• À 300m, ne tournez pas dans l'impasse

    L'autre jour, je suis tombé sur la numérisation d'un supplément de Cassus Belli "Manuel pratique du Jeu de Rôle". Sa lecture est intéressante. Même si beaucoup de contenu est très poussiéreux et sent bon une pratique du JdR un peu dépassée, il y a toujours quelques infos à en retirer.

    Je voudrais revenir sur l'article "Comment sauver un scenario". Celui-ci explique comment se tirer d'une impasse dans laquelle la partie serait arrivée.
    Je pense que dans un système de joueurs classique, chacune des situations bloquantes décrites peut être évitée en amont.
    Pour cela, listons les 3 causes communes de ce genre de positions inextricables.

    « C'est la faute à pas d'chance »

    La première cause typique d'une impasse est lorsqu'un résultat d'un jet de dé bloque les PJs. Que ce soit pour être passé à côté de la perception nécessaire à la suite, ou plus directement pour avoir causé la mort d'un protagoniste (PJ compris).
    C'est l'un des risques avec les SRA Aléas. Pourtant, il est facile de ne pas tomber dans ces pièges.
    L'un des corollaires du principe "le système de jeu n'est pas important" est "le système de jeu ne sert qu'à aider le détenteur de l'autorité à prendre une décision qu'il ne pourrait déterminer seul".
    On en trouve souvent une reformulation sous la forme "ne jetez les dés que lorsqu'il est intéressant que vos PJs ratent".
    Bref, l'idée est de se dire que si un jet de dé peut conduire à une situation bloquante, il ne faut tout simplement pas le faire.
    Attention, on parle bien d'une action qui est censée réussir, mais qui en cas de pas de chance et d'échec critique va entraîner une fin précipitée de la séance. Donc, sont exclus les jets pour une résolution dont l'échec est intéressant ou au moins encore jouable, ainsi que ceux qui sont obligatoires de part la cohérence de l'histoire. Si ces derniers posent un problème, c'est qu'on est dans un des deux cas suivants.

    « Ça me paraissait marrant sur le coup »

    Il peut arriver qu'un joueur fasse faire une action stupide, ou même suicidaire à son perso. Ça va d'une accusation du Prince de la ville sans aucune preuve, à la charge d'une armée, seul. Peut importe le système de jeu, la cohérence de l'histoire peut pousser dans une impasse (mort, emprisonnement pour les 20 prochaines années, protagoniste qui s'échappe et effectue son rituel final…)

■ ■ ■ ■ ■ ■ ■

▸ **Consigne**
Recopiez tel quel le passage de l'article sur les impasses en jeu de rôle situé entre « L'un des corollaires » et « deux cas suivants. », ces deux bornes comprises.

Données recueillies:
■ ■ ■ ■ ■ ■ ■

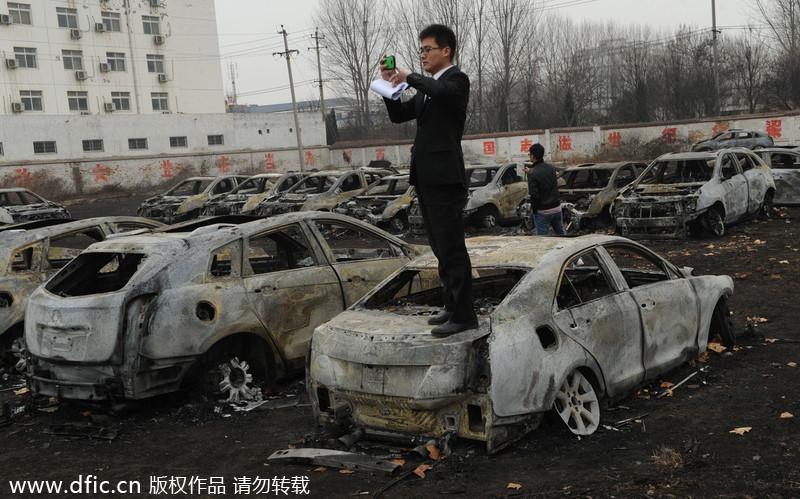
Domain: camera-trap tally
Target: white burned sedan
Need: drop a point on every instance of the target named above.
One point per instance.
(564, 323)
(215, 308)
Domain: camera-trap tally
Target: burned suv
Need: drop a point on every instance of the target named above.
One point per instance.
(214, 308)
(695, 192)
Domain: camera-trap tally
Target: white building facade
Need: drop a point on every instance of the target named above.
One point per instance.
(121, 57)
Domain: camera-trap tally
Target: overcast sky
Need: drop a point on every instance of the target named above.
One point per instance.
(249, 35)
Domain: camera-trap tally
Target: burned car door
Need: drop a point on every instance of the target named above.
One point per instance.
(290, 287)
(605, 321)
(666, 302)
(361, 259)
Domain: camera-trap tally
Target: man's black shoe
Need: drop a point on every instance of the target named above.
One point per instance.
(449, 328)
(440, 318)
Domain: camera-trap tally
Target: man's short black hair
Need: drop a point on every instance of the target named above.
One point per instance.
(443, 35)
(537, 150)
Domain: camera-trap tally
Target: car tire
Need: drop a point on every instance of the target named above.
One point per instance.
(714, 222)
(577, 404)
(721, 324)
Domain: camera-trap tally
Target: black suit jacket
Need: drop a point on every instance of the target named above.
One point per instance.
(436, 158)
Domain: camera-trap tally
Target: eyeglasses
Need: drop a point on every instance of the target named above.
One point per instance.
(426, 50)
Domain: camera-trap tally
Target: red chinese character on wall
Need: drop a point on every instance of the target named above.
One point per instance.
(22, 177)
(269, 161)
(774, 128)
(101, 173)
(615, 139)
(166, 167)
(224, 164)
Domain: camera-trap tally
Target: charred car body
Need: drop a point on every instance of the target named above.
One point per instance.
(588, 190)
(549, 339)
(384, 203)
(785, 167)
(31, 252)
(217, 307)
(321, 191)
(693, 192)
(247, 195)
(21, 205)
(185, 200)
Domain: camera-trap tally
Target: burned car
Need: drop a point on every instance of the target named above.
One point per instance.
(588, 190)
(785, 166)
(750, 139)
(213, 309)
(247, 195)
(21, 205)
(384, 203)
(185, 200)
(695, 192)
(549, 340)
(496, 201)
(321, 191)
(33, 251)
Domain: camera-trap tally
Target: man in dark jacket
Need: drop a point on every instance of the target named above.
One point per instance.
(543, 190)
(437, 168)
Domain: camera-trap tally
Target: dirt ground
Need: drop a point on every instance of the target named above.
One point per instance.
(727, 432)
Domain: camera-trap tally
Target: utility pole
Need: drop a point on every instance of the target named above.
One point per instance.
(714, 44)
(317, 37)
(288, 54)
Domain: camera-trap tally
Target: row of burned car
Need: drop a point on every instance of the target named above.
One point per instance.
(125, 307)
(676, 195)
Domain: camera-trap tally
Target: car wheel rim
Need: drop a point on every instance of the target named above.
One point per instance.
(577, 405)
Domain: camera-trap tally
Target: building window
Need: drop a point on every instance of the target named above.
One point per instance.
(116, 61)
(111, 21)
(155, 63)
(31, 99)
(73, 59)
(93, 145)
(26, 57)
(160, 101)
(121, 100)
(67, 18)
(137, 143)
(78, 101)
(152, 25)
(20, 13)
(44, 147)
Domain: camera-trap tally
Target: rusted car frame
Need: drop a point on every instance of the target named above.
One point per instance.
(695, 192)
(186, 199)
(214, 308)
(384, 203)
(587, 192)
(32, 252)
(21, 205)
(548, 340)
(247, 195)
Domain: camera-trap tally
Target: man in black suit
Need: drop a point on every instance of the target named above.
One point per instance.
(437, 168)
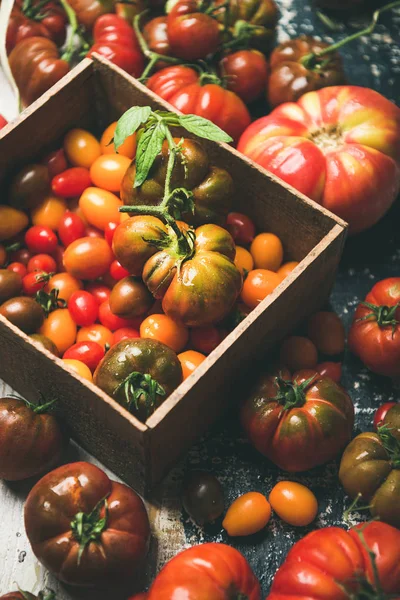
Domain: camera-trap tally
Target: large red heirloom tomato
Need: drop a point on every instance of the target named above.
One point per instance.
(208, 571)
(85, 528)
(340, 146)
(333, 564)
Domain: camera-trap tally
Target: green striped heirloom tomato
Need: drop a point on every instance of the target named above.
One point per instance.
(298, 422)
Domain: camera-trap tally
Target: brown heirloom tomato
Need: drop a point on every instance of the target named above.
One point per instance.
(298, 422)
(85, 528)
(140, 374)
(370, 468)
(212, 571)
(31, 440)
(36, 65)
(290, 78)
(212, 187)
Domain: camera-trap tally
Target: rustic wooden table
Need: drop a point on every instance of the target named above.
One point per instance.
(373, 62)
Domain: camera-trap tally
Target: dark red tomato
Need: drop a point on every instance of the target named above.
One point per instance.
(86, 529)
(42, 262)
(191, 34)
(90, 353)
(83, 308)
(116, 40)
(182, 87)
(40, 239)
(241, 228)
(374, 335)
(72, 182)
(382, 412)
(55, 162)
(71, 228)
(246, 73)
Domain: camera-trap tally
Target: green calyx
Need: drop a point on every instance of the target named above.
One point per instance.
(87, 528)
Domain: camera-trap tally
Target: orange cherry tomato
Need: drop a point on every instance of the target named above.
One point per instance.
(108, 171)
(165, 330)
(294, 503)
(49, 212)
(267, 251)
(60, 328)
(88, 258)
(247, 514)
(100, 207)
(66, 285)
(96, 333)
(190, 360)
(79, 368)
(243, 260)
(128, 148)
(258, 284)
(298, 353)
(81, 148)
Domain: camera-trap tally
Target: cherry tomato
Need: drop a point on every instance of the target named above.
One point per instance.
(243, 260)
(108, 171)
(96, 333)
(88, 258)
(294, 503)
(241, 228)
(70, 228)
(247, 514)
(128, 148)
(330, 369)
(81, 148)
(72, 182)
(190, 360)
(99, 207)
(66, 285)
(326, 330)
(41, 239)
(49, 212)
(298, 353)
(125, 333)
(83, 308)
(258, 284)
(60, 328)
(267, 251)
(381, 413)
(205, 339)
(79, 368)
(42, 262)
(90, 353)
(165, 330)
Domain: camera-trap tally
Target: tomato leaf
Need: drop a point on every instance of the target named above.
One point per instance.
(130, 122)
(149, 145)
(204, 128)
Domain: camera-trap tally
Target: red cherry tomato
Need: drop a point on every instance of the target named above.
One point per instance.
(71, 182)
(241, 228)
(40, 239)
(90, 353)
(83, 308)
(71, 228)
(42, 262)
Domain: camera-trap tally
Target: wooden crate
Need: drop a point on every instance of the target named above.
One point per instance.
(92, 95)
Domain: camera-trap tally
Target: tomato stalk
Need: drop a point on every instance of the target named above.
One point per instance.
(311, 61)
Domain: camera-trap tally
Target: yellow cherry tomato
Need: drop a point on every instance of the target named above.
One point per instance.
(49, 212)
(81, 148)
(79, 368)
(247, 514)
(128, 148)
(243, 260)
(294, 503)
(100, 207)
(267, 251)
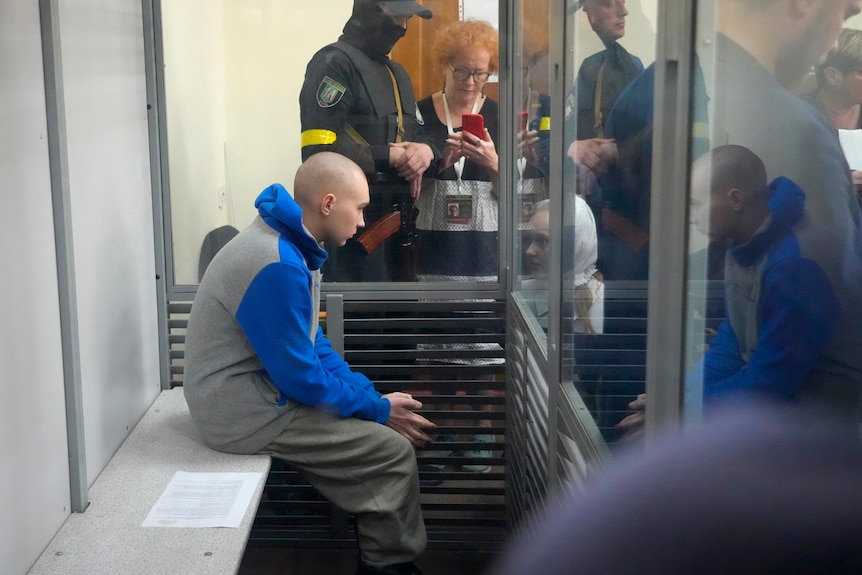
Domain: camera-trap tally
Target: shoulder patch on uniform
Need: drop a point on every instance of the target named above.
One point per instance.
(329, 92)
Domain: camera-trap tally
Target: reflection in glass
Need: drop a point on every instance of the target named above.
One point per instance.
(532, 125)
(605, 207)
(793, 267)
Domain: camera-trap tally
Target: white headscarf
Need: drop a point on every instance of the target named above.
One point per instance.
(586, 250)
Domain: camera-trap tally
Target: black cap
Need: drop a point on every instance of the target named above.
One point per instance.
(574, 6)
(407, 8)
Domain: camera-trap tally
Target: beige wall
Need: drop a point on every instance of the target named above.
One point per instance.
(233, 71)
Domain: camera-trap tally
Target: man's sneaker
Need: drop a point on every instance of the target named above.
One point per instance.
(397, 569)
(475, 453)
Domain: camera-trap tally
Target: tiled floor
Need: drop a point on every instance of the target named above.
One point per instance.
(281, 561)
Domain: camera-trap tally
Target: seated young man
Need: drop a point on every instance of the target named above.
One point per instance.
(260, 376)
(781, 337)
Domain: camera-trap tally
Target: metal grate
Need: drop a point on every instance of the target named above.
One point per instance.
(448, 353)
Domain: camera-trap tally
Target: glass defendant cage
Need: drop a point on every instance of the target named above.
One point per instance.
(603, 291)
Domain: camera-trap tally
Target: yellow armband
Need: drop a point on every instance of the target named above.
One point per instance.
(317, 137)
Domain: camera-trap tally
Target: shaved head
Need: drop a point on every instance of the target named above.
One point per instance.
(326, 172)
(332, 191)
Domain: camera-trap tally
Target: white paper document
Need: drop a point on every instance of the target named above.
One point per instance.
(203, 500)
(851, 144)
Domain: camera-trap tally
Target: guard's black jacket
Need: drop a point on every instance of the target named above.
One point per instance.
(348, 105)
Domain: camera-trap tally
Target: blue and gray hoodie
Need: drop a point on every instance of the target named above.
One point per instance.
(254, 349)
(784, 335)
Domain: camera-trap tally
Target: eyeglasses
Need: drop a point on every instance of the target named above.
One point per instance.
(461, 74)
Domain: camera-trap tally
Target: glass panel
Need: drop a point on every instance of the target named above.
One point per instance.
(246, 102)
(606, 179)
(232, 77)
(775, 191)
(531, 163)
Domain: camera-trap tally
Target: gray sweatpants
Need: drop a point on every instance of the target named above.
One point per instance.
(366, 469)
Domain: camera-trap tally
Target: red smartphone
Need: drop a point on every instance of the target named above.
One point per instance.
(475, 124)
(522, 120)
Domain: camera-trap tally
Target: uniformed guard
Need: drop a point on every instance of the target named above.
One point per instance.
(359, 103)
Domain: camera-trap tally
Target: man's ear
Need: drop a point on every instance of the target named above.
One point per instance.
(804, 7)
(327, 203)
(736, 198)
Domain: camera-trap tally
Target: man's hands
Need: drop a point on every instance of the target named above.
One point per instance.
(410, 160)
(596, 154)
(632, 425)
(403, 419)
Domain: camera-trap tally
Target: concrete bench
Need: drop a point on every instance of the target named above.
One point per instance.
(108, 538)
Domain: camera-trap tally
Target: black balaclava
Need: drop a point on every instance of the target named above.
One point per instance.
(370, 30)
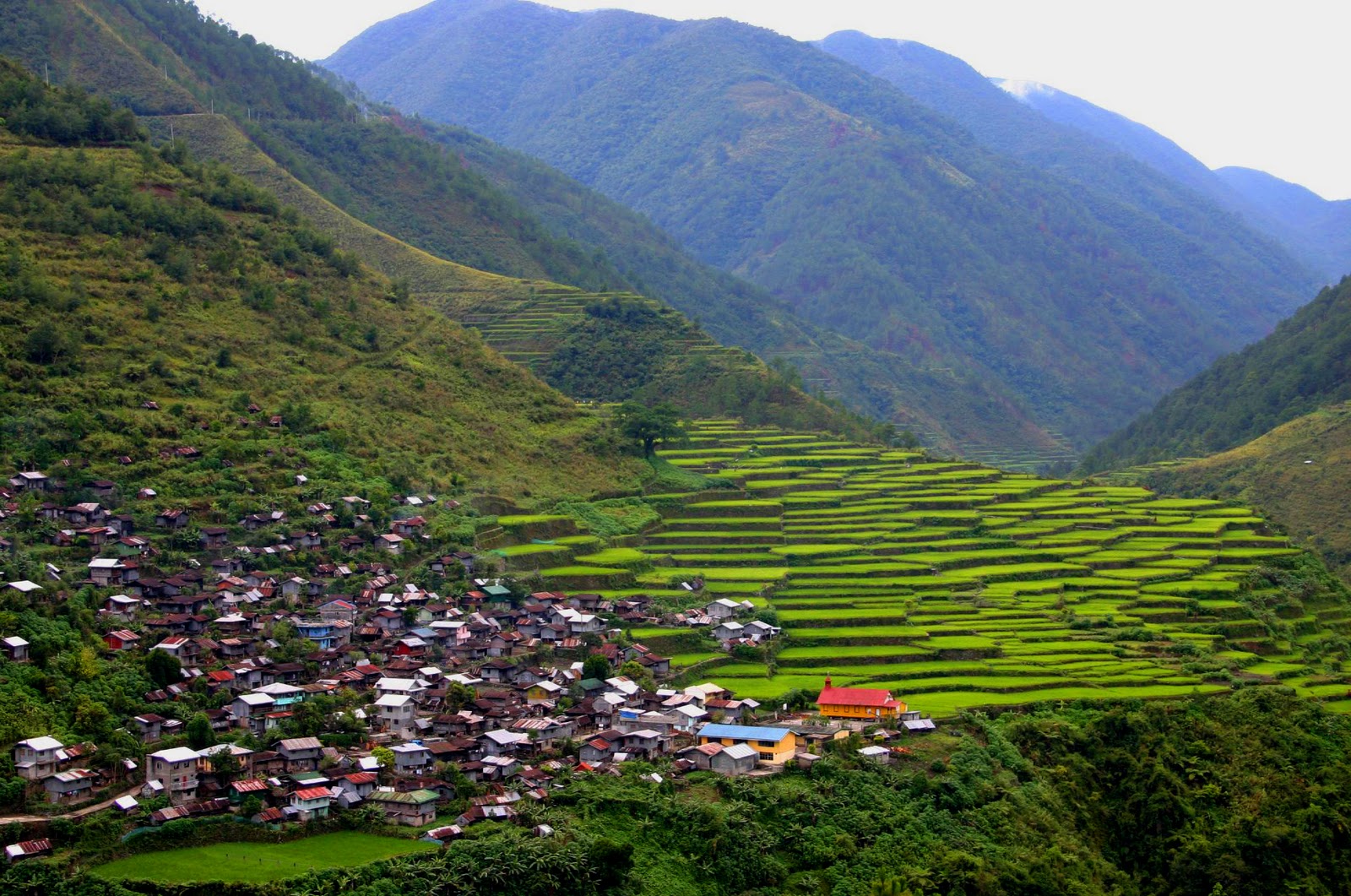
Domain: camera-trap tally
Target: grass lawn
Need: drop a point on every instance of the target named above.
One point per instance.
(257, 862)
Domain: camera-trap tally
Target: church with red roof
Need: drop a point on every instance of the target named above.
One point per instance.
(858, 703)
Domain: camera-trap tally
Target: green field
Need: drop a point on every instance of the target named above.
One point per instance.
(958, 585)
(260, 862)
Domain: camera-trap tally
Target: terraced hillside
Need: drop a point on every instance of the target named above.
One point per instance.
(961, 585)
(529, 328)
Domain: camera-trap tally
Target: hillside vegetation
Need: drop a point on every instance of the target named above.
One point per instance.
(949, 409)
(963, 587)
(1299, 475)
(1301, 367)
(839, 195)
(134, 276)
(290, 133)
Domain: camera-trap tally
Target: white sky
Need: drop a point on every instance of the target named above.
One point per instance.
(1233, 81)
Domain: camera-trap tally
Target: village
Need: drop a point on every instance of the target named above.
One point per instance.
(288, 698)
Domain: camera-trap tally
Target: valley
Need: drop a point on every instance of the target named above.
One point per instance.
(749, 506)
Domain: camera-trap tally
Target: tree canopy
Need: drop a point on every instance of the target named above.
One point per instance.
(648, 425)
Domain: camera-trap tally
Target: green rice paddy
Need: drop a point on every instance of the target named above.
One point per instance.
(958, 585)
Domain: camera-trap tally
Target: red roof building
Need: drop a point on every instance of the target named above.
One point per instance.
(857, 703)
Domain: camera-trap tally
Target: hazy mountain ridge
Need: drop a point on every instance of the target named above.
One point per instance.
(1301, 367)
(1315, 230)
(330, 161)
(1164, 203)
(770, 159)
(1323, 225)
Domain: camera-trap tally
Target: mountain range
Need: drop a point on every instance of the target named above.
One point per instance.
(1310, 227)
(861, 207)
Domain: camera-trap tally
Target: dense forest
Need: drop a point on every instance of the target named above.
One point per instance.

■ ■ ■ ■ ■ ■ ■

▸ **Réponse**
L'un des corollaires du principe "le système de jeu n'est pas important" est "le système de jeu ne sert qu'à aider le détenteur de l'autorité à prendre une décision qu'il ne pourrait déterminer seul".
    On en trouve souvent une reformulation sous la forme "ne jetez les dés que lorsqu'il est intéressant que vos PJs ratent".
    Bref, l'idée est de se dire que si un jet de dé peut conduire à une situation bloquante, il ne faut tout simplement pas le faire.
    Attention, on parle bien d'une action qui est censée réussir, mais qui en cas de pas de chance et d'échec critique va entraîner une fin précipitée de la séance. Donc, sont exclus les jets pour une résolution dont l'échec est intéressant ou au moins encore jouable, ainsi que ceux qui sont obligatoires de part la cohérence de l'histoire. Si ces derniers posent un problème, c'est qu'on est dans un des deux cas suivants.